* Begin Data supplied *

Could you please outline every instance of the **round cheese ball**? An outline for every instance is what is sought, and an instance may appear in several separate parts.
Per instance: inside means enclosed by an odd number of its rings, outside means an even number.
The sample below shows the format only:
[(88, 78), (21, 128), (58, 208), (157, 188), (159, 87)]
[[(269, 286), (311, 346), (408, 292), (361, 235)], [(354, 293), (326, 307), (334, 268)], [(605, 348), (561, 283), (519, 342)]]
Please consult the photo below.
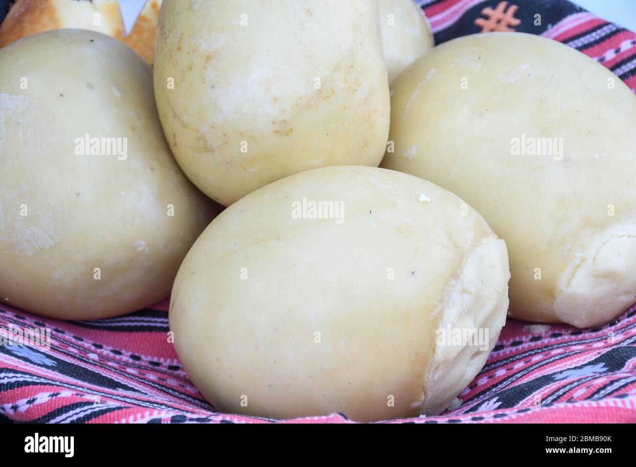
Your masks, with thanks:
[(166, 145), (141, 57), (62, 29), (0, 50), (0, 301), (53, 318), (170, 293), (217, 208)]
[(413, 0), (378, 0), (378, 4), (391, 85), (434, 45), (434, 39), (424, 11)]
[(636, 301), (636, 97), (618, 77), (488, 33), (436, 47), (394, 87), (383, 166), (453, 191), (506, 240), (513, 316), (595, 326)]
[(375, 0), (165, 0), (154, 73), (177, 162), (225, 205), (308, 169), (377, 166), (386, 149)]
[(119, 39), (152, 65), (160, 7), (161, 0), (146, 0), (127, 35), (120, 0), (16, 0), (0, 25), (0, 48), (52, 29), (89, 29)]
[(455, 195), (328, 167), (263, 187), (208, 226), (177, 275), (170, 327), (192, 382), (225, 411), (437, 414), (495, 345), (509, 278), (505, 243)]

* End Data supplied *

» **To be done**
Rewrite the rows above with "photo" swapped for "image" and everything else unchanged. Omit the pictures.

» **Written reply**
Could you please outline every instance of the **round cheese ball**? An outline for every instance is what is sought, and an instance may appear in several separate parts.
Per instance: inside means enclosed by an odd number of its rings, outside means an even number.
The sample below shows the format only:
[(88, 78), (21, 128), (58, 208), (157, 188), (159, 87)]
[[(269, 286), (311, 346), (408, 292), (361, 235)], [(354, 293), (326, 307), (334, 268)], [(605, 348), (561, 283), (519, 342)]]
Please consult the image below.
Your masks, with thanks:
[(166, 145), (141, 57), (62, 29), (0, 50), (0, 301), (53, 318), (170, 293), (217, 208)]
[(413, 0), (378, 0), (378, 4), (391, 85), (434, 45), (434, 39), (424, 11)]
[(636, 301), (636, 97), (618, 77), (488, 33), (436, 47), (394, 87), (383, 166), (453, 191), (506, 240), (513, 316), (595, 326)]
[(375, 0), (165, 0), (154, 73), (177, 162), (225, 205), (308, 169), (377, 166), (386, 149)]
[(119, 39), (152, 65), (160, 7), (161, 0), (146, 0), (127, 35), (120, 0), (16, 0), (0, 25), (0, 48), (52, 29), (89, 29)]
[(455, 195), (328, 167), (263, 187), (208, 226), (177, 275), (170, 327), (192, 382), (225, 411), (437, 414), (495, 345), (509, 278), (505, 243)]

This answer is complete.